EXERCISE AIM: Switch "boundary" to "border" in the lines running from the line with "Segment every instance of the stone pillar" up to and including the line with "M351 158L355 174L365", and return only those lines with everything else left unchanged.

DATA SHOWN:
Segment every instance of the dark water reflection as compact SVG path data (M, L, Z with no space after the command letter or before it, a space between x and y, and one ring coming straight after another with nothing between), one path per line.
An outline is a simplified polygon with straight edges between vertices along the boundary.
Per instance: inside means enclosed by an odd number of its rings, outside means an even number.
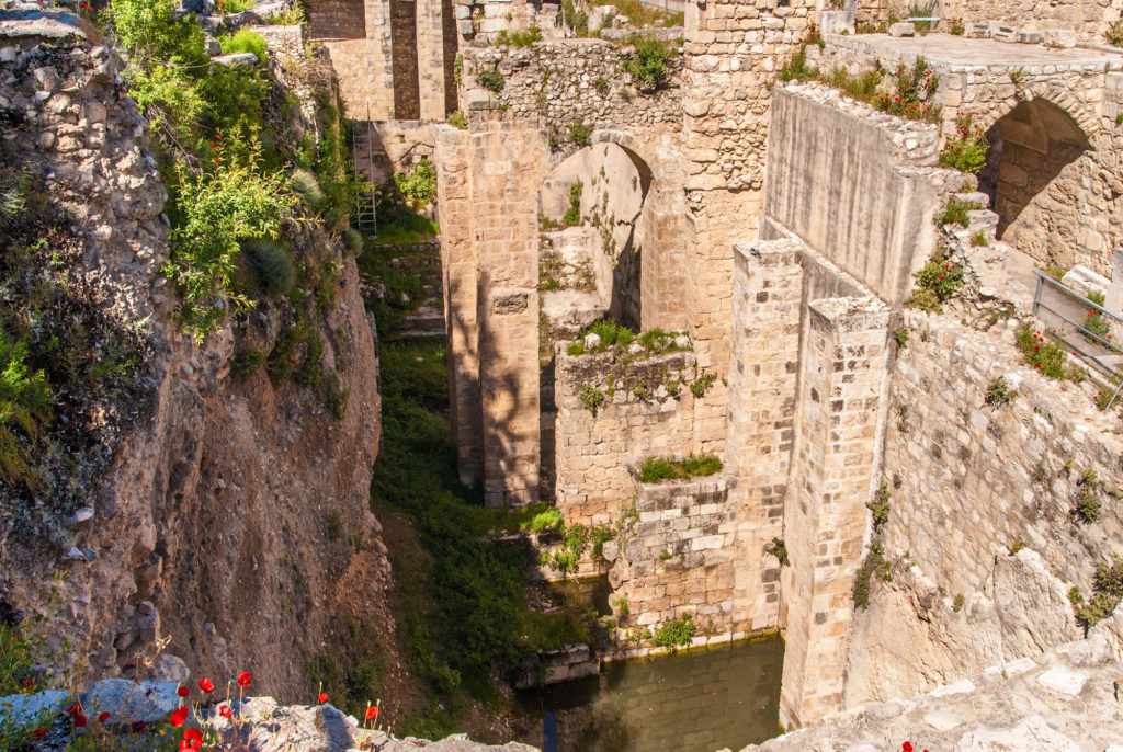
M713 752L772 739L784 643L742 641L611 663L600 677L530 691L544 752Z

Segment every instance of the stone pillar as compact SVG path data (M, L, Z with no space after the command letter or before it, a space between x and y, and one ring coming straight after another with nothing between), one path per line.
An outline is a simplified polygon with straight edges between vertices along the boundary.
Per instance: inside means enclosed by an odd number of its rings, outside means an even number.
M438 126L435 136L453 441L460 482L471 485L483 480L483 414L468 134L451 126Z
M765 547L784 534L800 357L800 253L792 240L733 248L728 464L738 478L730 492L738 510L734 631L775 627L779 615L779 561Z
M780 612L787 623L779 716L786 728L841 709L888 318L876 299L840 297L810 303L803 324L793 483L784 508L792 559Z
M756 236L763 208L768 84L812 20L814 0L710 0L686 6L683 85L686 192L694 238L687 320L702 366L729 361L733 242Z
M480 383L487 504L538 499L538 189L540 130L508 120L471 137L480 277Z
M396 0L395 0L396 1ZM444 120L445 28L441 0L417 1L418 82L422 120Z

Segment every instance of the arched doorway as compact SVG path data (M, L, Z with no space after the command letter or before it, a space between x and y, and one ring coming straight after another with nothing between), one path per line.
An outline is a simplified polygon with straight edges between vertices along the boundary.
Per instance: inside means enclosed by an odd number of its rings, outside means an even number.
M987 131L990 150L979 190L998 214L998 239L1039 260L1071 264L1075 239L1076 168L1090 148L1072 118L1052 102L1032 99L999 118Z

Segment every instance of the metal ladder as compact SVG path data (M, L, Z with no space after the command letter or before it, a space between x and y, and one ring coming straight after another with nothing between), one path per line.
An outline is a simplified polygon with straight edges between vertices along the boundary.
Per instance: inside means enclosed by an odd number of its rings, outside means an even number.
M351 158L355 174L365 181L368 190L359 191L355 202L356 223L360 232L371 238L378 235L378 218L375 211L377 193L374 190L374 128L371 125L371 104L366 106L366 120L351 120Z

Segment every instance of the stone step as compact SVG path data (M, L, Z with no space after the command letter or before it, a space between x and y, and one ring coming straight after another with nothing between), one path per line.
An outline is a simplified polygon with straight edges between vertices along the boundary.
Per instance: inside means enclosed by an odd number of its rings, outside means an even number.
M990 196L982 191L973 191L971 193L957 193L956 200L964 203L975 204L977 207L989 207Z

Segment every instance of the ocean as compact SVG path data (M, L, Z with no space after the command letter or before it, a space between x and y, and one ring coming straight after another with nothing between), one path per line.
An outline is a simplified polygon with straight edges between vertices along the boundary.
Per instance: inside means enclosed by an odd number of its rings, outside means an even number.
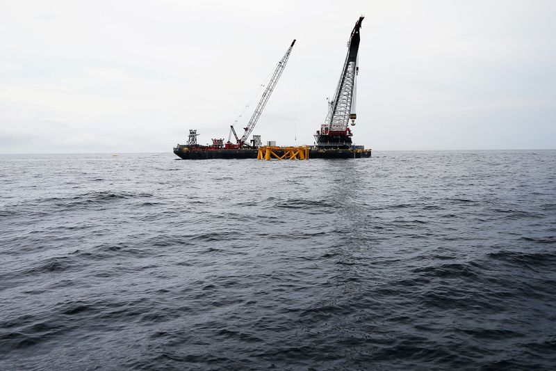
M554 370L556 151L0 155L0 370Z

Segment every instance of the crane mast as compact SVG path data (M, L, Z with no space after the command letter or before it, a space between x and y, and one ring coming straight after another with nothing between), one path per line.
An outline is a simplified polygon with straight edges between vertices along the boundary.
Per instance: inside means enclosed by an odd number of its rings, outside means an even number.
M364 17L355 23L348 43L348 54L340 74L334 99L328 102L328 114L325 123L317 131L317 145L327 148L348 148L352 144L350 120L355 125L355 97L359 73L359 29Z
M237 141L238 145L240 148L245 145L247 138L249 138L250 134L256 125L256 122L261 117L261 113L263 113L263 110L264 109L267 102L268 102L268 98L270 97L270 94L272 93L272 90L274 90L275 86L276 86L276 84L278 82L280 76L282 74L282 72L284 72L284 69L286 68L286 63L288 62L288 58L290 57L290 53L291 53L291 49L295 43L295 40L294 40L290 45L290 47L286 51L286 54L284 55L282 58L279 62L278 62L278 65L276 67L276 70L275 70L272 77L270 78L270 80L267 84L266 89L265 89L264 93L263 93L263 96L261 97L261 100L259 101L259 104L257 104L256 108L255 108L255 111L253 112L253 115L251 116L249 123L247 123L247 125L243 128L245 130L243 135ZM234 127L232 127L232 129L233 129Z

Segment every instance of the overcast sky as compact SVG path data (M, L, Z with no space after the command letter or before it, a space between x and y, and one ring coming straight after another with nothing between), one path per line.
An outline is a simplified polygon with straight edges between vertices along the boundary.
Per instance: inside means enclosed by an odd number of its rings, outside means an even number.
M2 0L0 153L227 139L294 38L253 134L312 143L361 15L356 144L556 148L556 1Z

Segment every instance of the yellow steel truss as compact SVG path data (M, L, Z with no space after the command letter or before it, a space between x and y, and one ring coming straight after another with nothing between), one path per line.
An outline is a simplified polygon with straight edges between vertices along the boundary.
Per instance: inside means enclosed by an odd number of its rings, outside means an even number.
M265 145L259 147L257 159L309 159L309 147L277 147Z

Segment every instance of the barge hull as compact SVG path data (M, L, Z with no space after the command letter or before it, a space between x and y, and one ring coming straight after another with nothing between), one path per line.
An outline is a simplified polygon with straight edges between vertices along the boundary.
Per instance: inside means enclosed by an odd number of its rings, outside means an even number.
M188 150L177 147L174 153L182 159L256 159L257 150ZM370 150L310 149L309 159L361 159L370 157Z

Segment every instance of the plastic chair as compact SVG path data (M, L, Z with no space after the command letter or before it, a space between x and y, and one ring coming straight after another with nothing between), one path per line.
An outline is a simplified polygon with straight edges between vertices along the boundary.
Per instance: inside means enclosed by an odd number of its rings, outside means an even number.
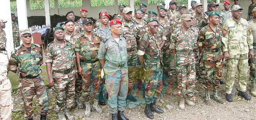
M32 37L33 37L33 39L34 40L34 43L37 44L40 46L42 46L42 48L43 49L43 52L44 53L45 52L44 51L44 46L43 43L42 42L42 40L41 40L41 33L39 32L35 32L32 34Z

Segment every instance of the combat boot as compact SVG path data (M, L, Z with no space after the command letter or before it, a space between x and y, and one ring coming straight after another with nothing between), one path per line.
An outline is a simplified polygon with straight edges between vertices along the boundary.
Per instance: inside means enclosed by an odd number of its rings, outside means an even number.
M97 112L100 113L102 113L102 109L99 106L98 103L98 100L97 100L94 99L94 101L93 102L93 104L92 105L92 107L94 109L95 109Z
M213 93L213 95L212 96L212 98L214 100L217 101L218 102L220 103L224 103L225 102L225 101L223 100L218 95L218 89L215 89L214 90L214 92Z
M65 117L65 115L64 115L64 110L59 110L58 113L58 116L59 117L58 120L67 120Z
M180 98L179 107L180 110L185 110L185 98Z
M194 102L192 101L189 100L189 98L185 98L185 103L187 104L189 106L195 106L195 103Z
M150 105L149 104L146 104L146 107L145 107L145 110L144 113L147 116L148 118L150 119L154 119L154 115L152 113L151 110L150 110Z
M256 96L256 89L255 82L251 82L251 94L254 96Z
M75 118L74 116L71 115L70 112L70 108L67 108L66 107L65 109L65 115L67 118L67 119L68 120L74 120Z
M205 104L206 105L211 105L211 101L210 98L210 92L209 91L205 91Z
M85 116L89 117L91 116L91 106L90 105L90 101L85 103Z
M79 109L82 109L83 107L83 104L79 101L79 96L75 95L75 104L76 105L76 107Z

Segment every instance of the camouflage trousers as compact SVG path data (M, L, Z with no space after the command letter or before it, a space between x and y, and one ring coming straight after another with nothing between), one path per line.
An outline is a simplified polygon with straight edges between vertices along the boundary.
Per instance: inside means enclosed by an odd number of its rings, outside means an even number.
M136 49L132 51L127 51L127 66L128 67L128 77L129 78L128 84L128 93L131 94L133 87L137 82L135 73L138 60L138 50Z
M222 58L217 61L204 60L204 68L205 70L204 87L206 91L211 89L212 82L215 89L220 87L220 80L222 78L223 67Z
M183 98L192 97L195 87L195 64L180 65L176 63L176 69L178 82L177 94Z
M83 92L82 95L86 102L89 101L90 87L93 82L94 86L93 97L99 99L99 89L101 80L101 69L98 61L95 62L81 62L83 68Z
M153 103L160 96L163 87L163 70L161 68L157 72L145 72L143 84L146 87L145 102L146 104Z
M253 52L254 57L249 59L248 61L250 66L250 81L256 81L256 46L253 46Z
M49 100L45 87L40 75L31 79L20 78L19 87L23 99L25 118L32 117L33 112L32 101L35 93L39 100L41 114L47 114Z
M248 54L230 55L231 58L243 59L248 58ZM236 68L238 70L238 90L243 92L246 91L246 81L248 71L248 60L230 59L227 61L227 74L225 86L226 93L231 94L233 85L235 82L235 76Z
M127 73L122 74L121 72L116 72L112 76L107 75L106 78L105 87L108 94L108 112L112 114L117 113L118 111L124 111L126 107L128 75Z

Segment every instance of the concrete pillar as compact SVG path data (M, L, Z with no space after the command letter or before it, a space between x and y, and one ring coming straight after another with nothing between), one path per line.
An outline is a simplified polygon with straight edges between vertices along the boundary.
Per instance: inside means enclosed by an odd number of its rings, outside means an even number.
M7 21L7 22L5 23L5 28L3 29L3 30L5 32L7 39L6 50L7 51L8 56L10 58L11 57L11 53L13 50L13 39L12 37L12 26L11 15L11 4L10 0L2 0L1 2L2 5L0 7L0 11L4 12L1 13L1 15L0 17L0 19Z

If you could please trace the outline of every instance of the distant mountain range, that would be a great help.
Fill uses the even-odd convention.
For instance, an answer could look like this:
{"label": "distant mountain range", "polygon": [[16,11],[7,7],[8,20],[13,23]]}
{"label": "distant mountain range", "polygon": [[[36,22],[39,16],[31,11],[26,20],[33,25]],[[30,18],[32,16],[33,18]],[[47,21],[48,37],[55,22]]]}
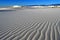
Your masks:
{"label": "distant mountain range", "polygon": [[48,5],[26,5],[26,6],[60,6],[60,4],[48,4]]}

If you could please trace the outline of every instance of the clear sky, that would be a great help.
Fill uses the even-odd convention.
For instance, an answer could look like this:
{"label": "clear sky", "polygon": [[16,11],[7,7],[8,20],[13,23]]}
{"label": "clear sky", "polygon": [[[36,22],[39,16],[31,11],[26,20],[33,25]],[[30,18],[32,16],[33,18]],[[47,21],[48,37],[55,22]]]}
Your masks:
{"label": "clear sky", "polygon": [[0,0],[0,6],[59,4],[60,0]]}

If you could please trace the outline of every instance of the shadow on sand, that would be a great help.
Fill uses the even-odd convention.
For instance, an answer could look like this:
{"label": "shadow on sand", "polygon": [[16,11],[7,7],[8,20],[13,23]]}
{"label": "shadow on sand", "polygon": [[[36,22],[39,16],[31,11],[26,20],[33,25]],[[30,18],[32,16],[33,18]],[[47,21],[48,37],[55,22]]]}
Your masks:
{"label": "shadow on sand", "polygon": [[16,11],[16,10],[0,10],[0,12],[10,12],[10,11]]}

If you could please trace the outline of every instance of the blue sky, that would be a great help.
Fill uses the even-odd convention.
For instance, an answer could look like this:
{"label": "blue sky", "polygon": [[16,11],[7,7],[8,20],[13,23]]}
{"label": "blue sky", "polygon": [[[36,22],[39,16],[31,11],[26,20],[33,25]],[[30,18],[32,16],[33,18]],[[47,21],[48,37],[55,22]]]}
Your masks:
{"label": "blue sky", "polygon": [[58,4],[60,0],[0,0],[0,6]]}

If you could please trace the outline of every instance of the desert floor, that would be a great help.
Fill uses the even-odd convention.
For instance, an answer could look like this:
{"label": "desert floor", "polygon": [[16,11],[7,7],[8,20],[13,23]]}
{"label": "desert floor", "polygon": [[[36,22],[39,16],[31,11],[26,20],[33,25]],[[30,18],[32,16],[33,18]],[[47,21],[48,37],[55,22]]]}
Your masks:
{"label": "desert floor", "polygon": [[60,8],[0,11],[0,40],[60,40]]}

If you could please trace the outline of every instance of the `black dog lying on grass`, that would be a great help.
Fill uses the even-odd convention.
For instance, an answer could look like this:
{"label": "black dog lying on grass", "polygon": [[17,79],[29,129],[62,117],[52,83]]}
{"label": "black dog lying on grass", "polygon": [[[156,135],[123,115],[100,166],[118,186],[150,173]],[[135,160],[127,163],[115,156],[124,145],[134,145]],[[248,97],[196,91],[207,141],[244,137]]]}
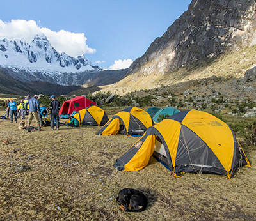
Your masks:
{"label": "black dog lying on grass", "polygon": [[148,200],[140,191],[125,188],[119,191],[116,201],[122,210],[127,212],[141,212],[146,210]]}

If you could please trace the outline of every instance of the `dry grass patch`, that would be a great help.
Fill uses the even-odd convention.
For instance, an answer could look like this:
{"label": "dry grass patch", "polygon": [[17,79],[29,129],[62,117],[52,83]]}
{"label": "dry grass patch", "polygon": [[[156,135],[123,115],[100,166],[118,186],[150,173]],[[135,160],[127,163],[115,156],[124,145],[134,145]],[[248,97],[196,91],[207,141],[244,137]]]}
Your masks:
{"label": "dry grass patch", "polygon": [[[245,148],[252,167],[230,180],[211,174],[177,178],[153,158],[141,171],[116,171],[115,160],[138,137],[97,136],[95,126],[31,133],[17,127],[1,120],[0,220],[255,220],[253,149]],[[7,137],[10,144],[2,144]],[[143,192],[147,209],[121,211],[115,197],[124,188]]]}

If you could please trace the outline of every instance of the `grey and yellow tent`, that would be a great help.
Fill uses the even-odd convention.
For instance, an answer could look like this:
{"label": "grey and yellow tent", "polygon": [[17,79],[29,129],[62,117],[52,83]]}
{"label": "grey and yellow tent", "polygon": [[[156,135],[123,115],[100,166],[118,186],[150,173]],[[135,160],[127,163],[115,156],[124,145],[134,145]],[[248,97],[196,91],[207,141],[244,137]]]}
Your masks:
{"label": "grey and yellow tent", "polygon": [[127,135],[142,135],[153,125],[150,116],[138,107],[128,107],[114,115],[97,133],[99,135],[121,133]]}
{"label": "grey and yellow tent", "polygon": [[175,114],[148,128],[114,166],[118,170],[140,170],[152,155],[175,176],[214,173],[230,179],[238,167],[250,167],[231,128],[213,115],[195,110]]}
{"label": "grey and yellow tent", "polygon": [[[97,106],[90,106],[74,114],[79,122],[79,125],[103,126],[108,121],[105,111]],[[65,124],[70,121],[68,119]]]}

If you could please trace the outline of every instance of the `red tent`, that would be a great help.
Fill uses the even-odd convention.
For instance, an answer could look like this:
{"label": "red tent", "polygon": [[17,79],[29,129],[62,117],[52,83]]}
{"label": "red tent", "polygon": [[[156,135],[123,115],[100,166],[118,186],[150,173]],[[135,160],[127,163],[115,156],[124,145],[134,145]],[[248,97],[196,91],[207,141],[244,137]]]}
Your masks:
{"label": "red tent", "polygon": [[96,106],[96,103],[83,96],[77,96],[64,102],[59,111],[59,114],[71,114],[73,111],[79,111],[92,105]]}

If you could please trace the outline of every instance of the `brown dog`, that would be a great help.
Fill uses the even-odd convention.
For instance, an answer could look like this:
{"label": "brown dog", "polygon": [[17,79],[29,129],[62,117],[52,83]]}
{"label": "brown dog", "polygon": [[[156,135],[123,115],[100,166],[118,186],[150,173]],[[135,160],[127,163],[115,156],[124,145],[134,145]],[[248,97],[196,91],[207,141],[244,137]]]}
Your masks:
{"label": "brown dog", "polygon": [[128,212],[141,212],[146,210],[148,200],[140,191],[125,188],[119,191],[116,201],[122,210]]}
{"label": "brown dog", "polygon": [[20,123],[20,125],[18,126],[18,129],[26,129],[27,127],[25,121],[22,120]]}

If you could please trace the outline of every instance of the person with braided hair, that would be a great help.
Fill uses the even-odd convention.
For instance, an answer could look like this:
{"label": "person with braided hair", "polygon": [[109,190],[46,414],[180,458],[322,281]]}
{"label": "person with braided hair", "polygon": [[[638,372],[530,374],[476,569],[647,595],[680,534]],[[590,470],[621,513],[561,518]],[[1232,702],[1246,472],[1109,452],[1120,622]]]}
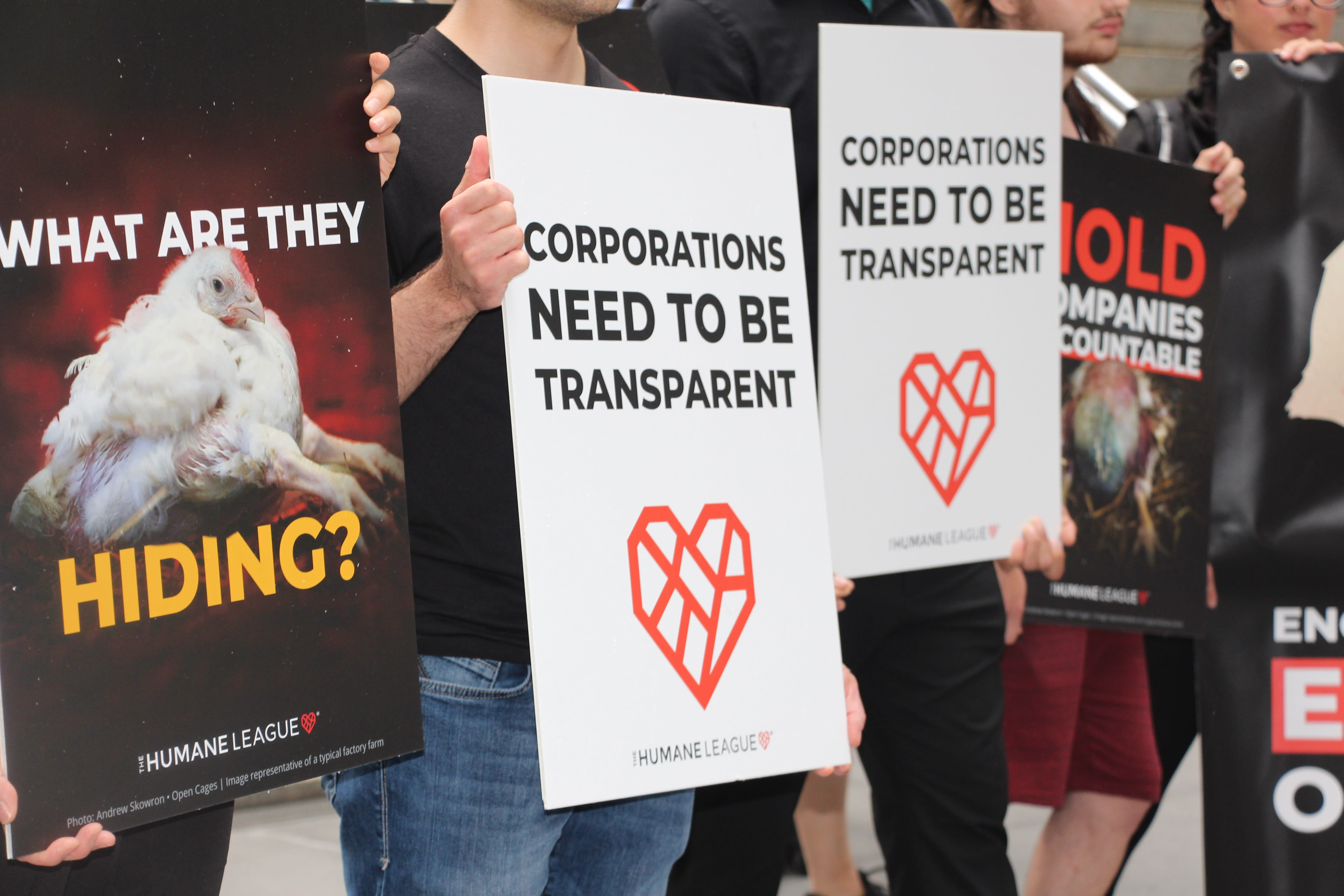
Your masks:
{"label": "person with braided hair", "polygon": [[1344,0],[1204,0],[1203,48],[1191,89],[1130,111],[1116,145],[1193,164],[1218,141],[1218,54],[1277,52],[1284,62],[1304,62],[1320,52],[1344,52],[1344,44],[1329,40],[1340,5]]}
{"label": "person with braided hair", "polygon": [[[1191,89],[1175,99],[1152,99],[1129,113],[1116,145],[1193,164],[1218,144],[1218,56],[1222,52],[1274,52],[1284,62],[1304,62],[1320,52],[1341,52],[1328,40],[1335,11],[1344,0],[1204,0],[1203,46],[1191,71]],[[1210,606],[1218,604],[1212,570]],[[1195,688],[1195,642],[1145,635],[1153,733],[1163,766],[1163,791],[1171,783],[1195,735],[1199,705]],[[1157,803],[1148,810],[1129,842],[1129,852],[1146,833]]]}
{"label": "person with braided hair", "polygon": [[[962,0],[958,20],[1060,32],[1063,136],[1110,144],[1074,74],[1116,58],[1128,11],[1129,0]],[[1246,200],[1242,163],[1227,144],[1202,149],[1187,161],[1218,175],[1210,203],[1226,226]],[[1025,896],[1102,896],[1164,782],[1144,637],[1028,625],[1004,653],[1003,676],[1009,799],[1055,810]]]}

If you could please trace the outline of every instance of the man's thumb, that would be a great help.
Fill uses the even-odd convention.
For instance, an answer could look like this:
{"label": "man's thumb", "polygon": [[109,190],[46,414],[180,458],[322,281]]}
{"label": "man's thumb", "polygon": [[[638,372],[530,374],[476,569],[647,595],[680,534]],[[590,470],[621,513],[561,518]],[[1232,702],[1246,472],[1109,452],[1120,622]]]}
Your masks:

EXERCISE ANSWER:
Segment every instance of the stone pillar as compact SVG path data (M, L, Z with no space after the command letter or before it, a space between x and y, and one ring coming straight after another with nothing between), one path per line.
An outline is a simplified polygon with straight edges between vertices along the border.
Per instance: inside means enclosed by an odd number of its rings, outside means an even number.
M438 126L435 136L453 441L460 482L471 485L483 480L483 414L468 134L451 126Z
M765 547L784 534L800 357L800 253L792 240L733 248L728 464L738 478L730 492L738 510L734 631L775 627L779 615L779 561Z
M780 612L787 623L779 716L786 728L841 709L888 318L876 299L840 297L810 303L803 324L793 483L784 508L792 559Z
M756 236L763 208L768 84L812 20L814 0L710 0L686 6L683 85L686 192L694 238L687 320L702 366L729 361L733 242Z
M480 383L487 504L538 499L538 189L540 130L508 120L471 137L480 277Z
M396 0L395 0L396 1ZM444 120L445 28L441 0L417 1L418 82L422 120Z

Segment every instance of the arched doorway as compact SVG path data (M, L, Z with no space after the command letter or before it, a space between x and y, and one ring coming straight after another with nothing between), one path per line.
An outline is a simplified polygon with straight edges between vertices along the border.
Per instance: inside means enclosed by an odd number of its rings, outside means an even number.
M987 131L990 150L979 190L998 214L998 239L1039 260L1071 264L1075 239L1076 168L1090 148L1072 118L1052 102L1032 99L999 118Z

Segment every instance of the metal ladder as compact SVG path data (M, L, Z with no space after the command letter or before it, a space between x and y, and one ring coming straight after another with nothing between), one path per line.
An outline is a simplified polygon with straight edges between vertices along the border.
Per instance: inside means enclosed by an odd number of its rings, outside means an even number.
M351 158L355 174L365 181L368 190L359 191L355 202L356 223L360 232L371 238L378 235L378 218L375 211L377 193L374 190L374 128L371 125L371 104L366 106L366 120L351 120Z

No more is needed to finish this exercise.